═══ Provided data

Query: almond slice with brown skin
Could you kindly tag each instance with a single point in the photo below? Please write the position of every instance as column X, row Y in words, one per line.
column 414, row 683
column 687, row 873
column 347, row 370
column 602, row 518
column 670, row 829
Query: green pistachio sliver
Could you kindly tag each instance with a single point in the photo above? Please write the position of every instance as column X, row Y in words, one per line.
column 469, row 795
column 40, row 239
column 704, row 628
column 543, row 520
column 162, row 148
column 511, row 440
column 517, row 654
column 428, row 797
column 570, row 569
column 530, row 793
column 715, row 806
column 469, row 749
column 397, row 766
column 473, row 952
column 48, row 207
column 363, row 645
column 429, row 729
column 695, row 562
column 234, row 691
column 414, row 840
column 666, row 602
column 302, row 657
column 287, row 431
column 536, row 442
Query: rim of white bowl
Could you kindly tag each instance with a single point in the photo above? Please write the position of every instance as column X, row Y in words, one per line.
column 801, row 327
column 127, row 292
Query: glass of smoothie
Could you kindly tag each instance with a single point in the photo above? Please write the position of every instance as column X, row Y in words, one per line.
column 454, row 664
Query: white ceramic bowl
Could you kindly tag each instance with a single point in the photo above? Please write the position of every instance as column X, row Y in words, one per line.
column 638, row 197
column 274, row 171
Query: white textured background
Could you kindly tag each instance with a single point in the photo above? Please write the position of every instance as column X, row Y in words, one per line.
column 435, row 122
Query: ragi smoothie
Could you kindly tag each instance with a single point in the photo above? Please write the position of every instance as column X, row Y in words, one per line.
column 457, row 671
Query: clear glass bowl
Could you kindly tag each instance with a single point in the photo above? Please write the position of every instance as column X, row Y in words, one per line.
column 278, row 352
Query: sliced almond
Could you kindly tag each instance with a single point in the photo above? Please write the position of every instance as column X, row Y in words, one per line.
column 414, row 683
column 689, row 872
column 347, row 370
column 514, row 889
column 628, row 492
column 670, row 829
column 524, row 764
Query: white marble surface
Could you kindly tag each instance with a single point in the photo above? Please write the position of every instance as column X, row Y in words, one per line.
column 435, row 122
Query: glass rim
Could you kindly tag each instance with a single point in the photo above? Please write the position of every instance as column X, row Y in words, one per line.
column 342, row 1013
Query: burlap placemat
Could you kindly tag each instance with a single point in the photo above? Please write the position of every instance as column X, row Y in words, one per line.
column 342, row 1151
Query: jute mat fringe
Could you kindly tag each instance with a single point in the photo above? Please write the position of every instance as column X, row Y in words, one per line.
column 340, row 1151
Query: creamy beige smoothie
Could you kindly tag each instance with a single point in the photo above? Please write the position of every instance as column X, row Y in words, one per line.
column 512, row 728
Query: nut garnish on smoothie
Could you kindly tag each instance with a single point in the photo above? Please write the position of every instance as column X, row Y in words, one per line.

══════

*What the exercise asks*.
Reproduce all of the data above word for word, line by line, leaving nothing out.

*Solution for this task*.
Query: almond slice with brown skin
Could you kindly tag each instance with a single point in the photo below? Please write the position of every instance as column X, row Y in words, one per line.
column 414, row 683
column 687, row 873
column 347, row 370
column 602, row 518
column 670, row 829
Query: green pistachio sliver
Could you kindly tag each instance with a single point in the photo above? Please write the position of every instance as column X, row Y in words, one per line.
column 469, row 795
column 40, row 239
column 704, row 628
column 543, row 520
column 162, row 148
column 511, row 440
column 517, row 654
column 428, row 797
column 570, row 569
column 530, row 793
column 715, row 806
column 469, row 749
column 397, row 766
column 473, row 952
column 48, row 207
column 363, row 645
column 429, row 729
column 695, row 562
column 234, row 691
column 414, row 840
column 666, row 602
column 302, row 657
column 287, row 431
column 536, row 442
Query: rim of white bowl
Could you kindly tag each instance with a single point in the photo above? Please write the position of every instance as column X, row Y in words, one per line.
column 801, row 327
column 127, row 292
Query: glass of smoothie
Could you kindly tag each instance with a single point in the photo above? Please write the position of every instance as column X, row Y in words, one per line.
column 454, row 664
Query: white ceramic bowl
Could you kindly tag each instance with a single point in the photo above? Please write the position of every instance as column X, row Y in words, one per line.
column 638, row 197
column 274, row 171
Query: white textured background
Could you kindly tag each instance with a single point in the photo above? Please write the position of every instance as column X, row Y in words, one per line.
column 435, row 122
Query: ragi smoothie
Could you kindly tag each instance with a single point in the photo above? Please write the position of every instance as column X, row Y in words, one per line.
column 457, row 671
Query: clear glass bowl
Could you kindly tag each instance with a single point in the photo above? Please write the position of every instance as column X, row Y in words, one per line.
column 278, row 352
Query: sliced almond
Could you kindly tag each instance with a single point in the photo above? Please write the position of every instance as column X, row Y in words, one per line.
column 414, row 683
column 689, row 872
column 347, row 370
column 514, row 889
column 628, row 492
column 670, row 829
column 524, row 764
Query: white marble surface
Could you kindly tag each instance with a single point in the photo above? Please write the position of every instance as column X, row Y in words, one per line.
column 435, row 122
Query: glass rim
Could you kindly tag each instance with a single point in the photo above? Please write the position of every instance as column X, row Y in words, one per line.
column 342, row 1013
Query: burlap placemat
Could you kindly tag each instance with a single point in the photo above? Please write the position of every instance as column X, row Y in words, one per line.
column 342, row 1151
Query: jute mat fringe
Could you kindly tag each instance with a single point in the photo above? Please write the position of every instance as column X, row Y in words, one per line.
column 340, row 1151
Query: creamy beige smoothie
Could you kindly tag each instance with a single point in the photo above? Please write the position of every instance as column X, row Y in words, one per line.
column 512, row 728
Query: nut garnish on smoothie
Could you kindly tag each instance with a single point in the photo above? Please write the position of every instance as column X, row Y in words, one per line.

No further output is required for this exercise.